» Instructions to follow
Repeat the lines that follow, leaving nothing out.

-- BEGIN Data for processing --

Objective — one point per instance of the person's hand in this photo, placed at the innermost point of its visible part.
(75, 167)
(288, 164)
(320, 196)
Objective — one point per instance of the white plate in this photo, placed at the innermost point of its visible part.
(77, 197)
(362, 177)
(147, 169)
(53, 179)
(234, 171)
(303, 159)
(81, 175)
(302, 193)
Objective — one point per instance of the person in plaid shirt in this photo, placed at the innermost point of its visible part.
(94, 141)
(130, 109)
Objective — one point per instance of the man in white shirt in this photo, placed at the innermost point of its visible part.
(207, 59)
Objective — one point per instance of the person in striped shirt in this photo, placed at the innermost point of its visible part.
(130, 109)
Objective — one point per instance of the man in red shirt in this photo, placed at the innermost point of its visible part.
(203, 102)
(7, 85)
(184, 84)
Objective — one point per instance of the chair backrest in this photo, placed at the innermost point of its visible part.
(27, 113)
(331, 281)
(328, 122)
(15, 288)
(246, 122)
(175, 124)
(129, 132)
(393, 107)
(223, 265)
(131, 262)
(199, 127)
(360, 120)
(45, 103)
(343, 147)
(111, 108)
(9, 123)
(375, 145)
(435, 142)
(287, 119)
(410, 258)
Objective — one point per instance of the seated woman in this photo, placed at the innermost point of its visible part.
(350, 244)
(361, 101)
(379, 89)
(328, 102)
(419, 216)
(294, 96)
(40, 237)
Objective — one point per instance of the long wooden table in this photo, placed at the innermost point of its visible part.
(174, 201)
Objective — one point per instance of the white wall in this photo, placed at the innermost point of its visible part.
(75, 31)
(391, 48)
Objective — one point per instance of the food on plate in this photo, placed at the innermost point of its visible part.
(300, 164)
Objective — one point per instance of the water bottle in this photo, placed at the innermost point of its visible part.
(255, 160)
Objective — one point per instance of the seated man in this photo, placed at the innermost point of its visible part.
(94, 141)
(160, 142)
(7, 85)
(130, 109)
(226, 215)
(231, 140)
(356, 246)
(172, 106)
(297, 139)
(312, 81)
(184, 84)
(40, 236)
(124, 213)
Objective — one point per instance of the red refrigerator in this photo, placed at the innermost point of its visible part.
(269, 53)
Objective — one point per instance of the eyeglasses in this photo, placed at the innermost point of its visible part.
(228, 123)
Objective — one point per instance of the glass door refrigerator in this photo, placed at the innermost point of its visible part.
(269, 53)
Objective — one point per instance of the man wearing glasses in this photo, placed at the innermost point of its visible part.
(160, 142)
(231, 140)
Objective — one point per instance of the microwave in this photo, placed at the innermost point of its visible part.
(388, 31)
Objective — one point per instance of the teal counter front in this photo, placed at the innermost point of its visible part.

-- END Data for processing --

» Problem solution
Objective — one point per instance of the person's hand in this photo, placed at the innermost point of its visible part.
(75, 167)
(288, 164)
(320, 196)
Objective — one point per instance of the white plate in this photo, placed at the innermost point of its visible part.
(77, 197)
(362, 177)
(147, 169)
(53, 179)
(234, 171)
(303, 159)
(81, 175)
(302, 193)
Objective — one point per instance of the person in plaid shirt in this photo, placed at the innermost point of its visible part.
(94, 141)
(130, 109)
Objective — one point per instance of the man in white shirt in this photo, placed at the innermost point of its visible part.
(207, 59)
Objective — one point per instance of the person in striped shirt in this photo, placed at the innermost point of its visible part.
(130, 109)
Objective — one point per instance of the man in red shirt in this photo, placed at the innermost point of its visible part.
(203, 102)
(7, 85)
(184, 84)
Objective — one point per instance of the chair backrest in this photo, placed at the innermost point of its visible part.
(27, 113)
(331, 281)
(328, 122)
(15, 288)
(246, 122)
(175, 124)
(129, 132)
(393, 107)
(223, 265)
(131, 262)
(199, 127)
(360, 120)
(45, 103)
(343, 147)
(111, 108)
(9, 123)
(375, 145)
(435, 142)
(287, 119)
(410, 258)
Objective — one point per instance of the seated woman in this photo, placed at the innermost point of its visible part.
(350, 244)
(361, 101)
(379, 89)
(328, 102)
(419, 216)
(294, 96)
(40, 237)
Objective — one point per instance of the long wooden table in this photo, placed at the innermost point of its visible part.
(174, 201)
Objective — one point per instance of the white wall in this photo, placed at the innermost point of its visible part.
(75, 31)
(391, 48)
Objective — one point per instance of the food on plate in this photo, placed at the innermost point of its visible part.
(300, 164)
Objective — one point per instance of the water bottle in this photo, placed at the innermost point of its visible part.
(255, 160)
Objective — one point per instance of the seated man in this photo, placed at the innermost point of its visible part.
(94, 141)
(160, 142)
(7, 85)
(130, 109)
(226, 215)
(231, 140)
(356, 246)
(172, 106)
(297, 139)
(312, 81)
(184, 84)
(40, 236)
(124, 213)
Objective — one point per instance of the red refrigerator in this photo, placed at the innermost point of its visible part.
(269, 53)
Objective — one point per instance of the eyeglasses in this photo, placed at the innermost point of its visible part.
(228, 123)
Objective — one point per instance of the glass door refrigerator in this photo, placed at the innermost point of its visible part.
(269, 53)
Objective — one point per instance of the man wearing glasses in this photo, placed at the innermost point of its visible part.
(160, 142)
(231, 140)
Objective — one point per instance of the microwave in this photo, placed at the innermost point of its visible part.
(388, 31)
Objective — one point per instance of the teal counter front in this photo, placed at the innermost point of its visible part.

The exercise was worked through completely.